STORED DATA:

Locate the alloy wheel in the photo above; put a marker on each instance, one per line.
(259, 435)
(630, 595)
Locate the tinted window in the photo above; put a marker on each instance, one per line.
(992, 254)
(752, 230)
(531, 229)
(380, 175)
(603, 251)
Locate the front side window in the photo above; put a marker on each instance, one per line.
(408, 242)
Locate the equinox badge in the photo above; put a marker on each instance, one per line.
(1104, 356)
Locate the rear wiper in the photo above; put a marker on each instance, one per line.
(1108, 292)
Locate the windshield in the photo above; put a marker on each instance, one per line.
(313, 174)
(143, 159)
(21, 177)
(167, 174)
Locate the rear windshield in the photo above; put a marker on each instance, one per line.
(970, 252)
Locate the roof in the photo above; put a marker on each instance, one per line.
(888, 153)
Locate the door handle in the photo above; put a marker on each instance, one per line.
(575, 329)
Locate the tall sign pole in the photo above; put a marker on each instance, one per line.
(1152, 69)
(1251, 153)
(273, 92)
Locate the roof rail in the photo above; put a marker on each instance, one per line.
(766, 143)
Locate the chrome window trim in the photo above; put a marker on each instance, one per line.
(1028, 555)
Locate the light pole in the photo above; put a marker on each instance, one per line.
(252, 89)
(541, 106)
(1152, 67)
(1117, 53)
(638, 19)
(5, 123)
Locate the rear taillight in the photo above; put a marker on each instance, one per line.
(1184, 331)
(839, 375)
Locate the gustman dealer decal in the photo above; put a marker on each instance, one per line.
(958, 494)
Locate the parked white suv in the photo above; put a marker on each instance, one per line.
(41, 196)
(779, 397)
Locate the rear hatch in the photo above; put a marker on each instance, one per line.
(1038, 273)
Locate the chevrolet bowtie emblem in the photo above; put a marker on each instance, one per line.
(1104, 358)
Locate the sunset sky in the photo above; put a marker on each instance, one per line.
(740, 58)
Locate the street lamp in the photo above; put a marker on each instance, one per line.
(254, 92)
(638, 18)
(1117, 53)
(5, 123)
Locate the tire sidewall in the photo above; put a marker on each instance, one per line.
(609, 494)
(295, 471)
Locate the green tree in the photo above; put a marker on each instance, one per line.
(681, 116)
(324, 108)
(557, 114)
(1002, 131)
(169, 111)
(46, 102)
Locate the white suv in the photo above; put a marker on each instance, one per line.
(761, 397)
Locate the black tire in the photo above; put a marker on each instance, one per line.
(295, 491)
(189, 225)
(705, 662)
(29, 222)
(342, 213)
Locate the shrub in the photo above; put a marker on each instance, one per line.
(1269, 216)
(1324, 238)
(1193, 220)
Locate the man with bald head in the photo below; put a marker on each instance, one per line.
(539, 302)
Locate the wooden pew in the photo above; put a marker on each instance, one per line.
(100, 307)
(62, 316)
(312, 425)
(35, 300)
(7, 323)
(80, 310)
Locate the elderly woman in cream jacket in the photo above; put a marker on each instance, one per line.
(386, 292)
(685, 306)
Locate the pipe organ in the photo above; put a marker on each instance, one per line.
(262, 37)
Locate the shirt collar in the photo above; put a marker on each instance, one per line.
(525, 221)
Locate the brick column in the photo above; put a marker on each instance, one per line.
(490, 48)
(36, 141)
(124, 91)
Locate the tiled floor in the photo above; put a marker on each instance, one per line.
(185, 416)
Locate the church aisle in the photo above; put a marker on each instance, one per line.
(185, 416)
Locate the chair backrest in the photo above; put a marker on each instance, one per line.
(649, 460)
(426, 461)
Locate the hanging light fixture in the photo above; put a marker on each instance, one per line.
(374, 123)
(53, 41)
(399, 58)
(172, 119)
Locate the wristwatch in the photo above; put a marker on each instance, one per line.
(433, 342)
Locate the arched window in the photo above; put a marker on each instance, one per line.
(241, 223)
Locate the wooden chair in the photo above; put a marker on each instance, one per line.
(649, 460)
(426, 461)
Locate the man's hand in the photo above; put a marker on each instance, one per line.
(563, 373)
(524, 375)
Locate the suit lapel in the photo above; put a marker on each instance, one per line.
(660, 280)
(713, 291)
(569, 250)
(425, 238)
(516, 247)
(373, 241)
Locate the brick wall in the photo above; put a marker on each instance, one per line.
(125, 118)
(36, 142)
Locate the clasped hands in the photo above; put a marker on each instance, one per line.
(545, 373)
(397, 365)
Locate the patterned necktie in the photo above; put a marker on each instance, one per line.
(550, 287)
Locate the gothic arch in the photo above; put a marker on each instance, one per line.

INSTRUCTIONS FOR THE TASK:
All of the material above is to be repeated exactly.

TASK RESPONSE:
Locate the alloy wheel in the photo above; put a marker on each instance, one per line.
(259, 435)
(630, 595)
Locate the tinted window in the photo above; put a marker on each instance, one per line.
(992, 254)
(752, 230)
(531, 229)
(380, 175)
(603, 251)
Locate the front side window in the photo above; put a marker on each instance, one per line.
(408, 242)
Locate the equinox badge in the photo above; put a marker on each instance, one per line.
(1104, 356)
Locate the rear wiper in the photo above; put a marker on each instance, one per line.
(1108, 292)
Locate the windshield in the photo above; put a marker on each instance, one per line.
(313, 174)
(143, 159)
(21, 177)
(167, 174)
Locate the rear windshield in the photo above; put a marker on each instance, one per line.
(970, 252)
Locate the roof in the photo above; put a marker on each instance, one per line.
(888, 153)
Locate the door handle in the photo above; put a marker on each instance, one per line.
(575, 329)
Locate the tall sign pole in the photo above; put a marker on each instance, one per line.
(1152, 69)
(1251, 153)
(273, 92)
Locate the roof rail in the photo above; put a marker on each instance, one per line.
(766, 143)
Locate the chrome window trim in the photo above; put a marker on each instance, one per line.
(1028, 555)
Locate the light pole in the photo above; put a marker on each instance, one per line.
(252, 89)
(541, 106)
(1152, 67)
(1117, 53)
(638, 19)
(5, 123)
Locate the rear taillight in the photo above; put a marker on each instance, one per line.
(1184, 331)
(839, 375)
Locate the gustman dealer decal in the photo above; put a marker on each instance, one per line.
(958, 494)
Locate the parked white suv in the photo above; put a marker on each instance, one per line.
(41, 196)
(779, 397)
Locate the rear hatch in the photo above; put a marker on each instance, one per line.
(1038, 273)
Locate the chevrolet bowtie emblem in the photo above; put a marker on each instance, one per line.
(1104, 358)
Locate the sunset sky in the photo above; put a marker on each instance, one per line.
(740, 58)
Locate the street lamp in the photo above; put a marker on each instance, one per line.
(254, 92)
(638, 18)
(1117, 53)
(5, 123)
Locate the tire sidewall in the photo above; put a marker on each instance, one per line.
(609, 494)
(295, 471)
Locate the green tree in the photo above; put a marker on each instance, one per line.
(681, 116)
(324, 108)
(557, 114)
(1002, 131)
(169, 111)
(46, 102)
Locate the white suv in the photo above; put a marker on each instance, one per line.
(761, 397)
Locate the black tire in the photo above; put a marker on each instance, one per line.
(295, 491)
(189, 225)
(705, 662)
(29, 222)
(342, 213)
Locate the shrub in the photo above; put a marker on each instance, one per line.
(1269, 216)
(1324, 238)
(1193, 220)
Locate the man with bald head in the photo below; put a marker on each instance, one per line.
(539, 302)
Locate the wooden pew in the photo above; put a marker on each instance, one per line.
(100, 307)
(62, 316)
(312, 425)
(35, 300)
(7, 323)
(80, 310)
Locate the elderly woman in cream jacket in the photo above; put a marker on each instance, one per line.
(386, 292)
(685, 306)
Locate the pipe organ in the photo above; put a marker on each instance, one per line.
(262, 37)
Locate the shirt collar in the photo above; put a marker on each instance, one per line.
(525, 221)
Locate the brick column in the photo above; put a marker on each instance, one per line.
(490, 48)
(36, 141)
(124, 91)
Locate the tiled floor in the photo above; put a marker on each instance, one per line.
(185, 416)
Locate the church aisle in the photo above; put a marker on each instance, one per line.
(185, 416)
Locate the chair backrest in the photo above; put a marker on each instance, one per line.
(649, 460)
(426, 461)
Locate the hanging light fixture in the photo above; put a marker on each instance, one per line.
(374, 123)
(53, 41)
(399, 58)
(172, 119)
Locate the wristwatch in the photo above; put a marker on each instance, one per line.
(433, 342)
Locate the arched window in the photo above; put a marker on each instance, one per line.
(241, 223)
Locate the wooden chair in the photo above; put a marker on each instance, one per line.
(649, 460)
(426, 461)
Locate the man's hand in the photo above; put a marker on each instance, one per line.
(563, 373)
(524, 375)
Locate the suit lapel in the photo above; put a marker on each instance, one per line.
(660, 280)
(713, 291)
(569, 250)
(425, 238)
(516, 247)
(373, 241)
Locate the brick wall in the photo above; put a marker on each instance, one per line.
(125, 118)
(36, 142)
Locate the clasped hands in the photo above; put a marker on each instance, one per line.
(545, 373)
(397, 365)
Locate the patterned necktie in the photo above; put a marker on each instance, one per line.
(550, 287)
Locate the gothic arch in the photo above; put a marker on each instance, one per line.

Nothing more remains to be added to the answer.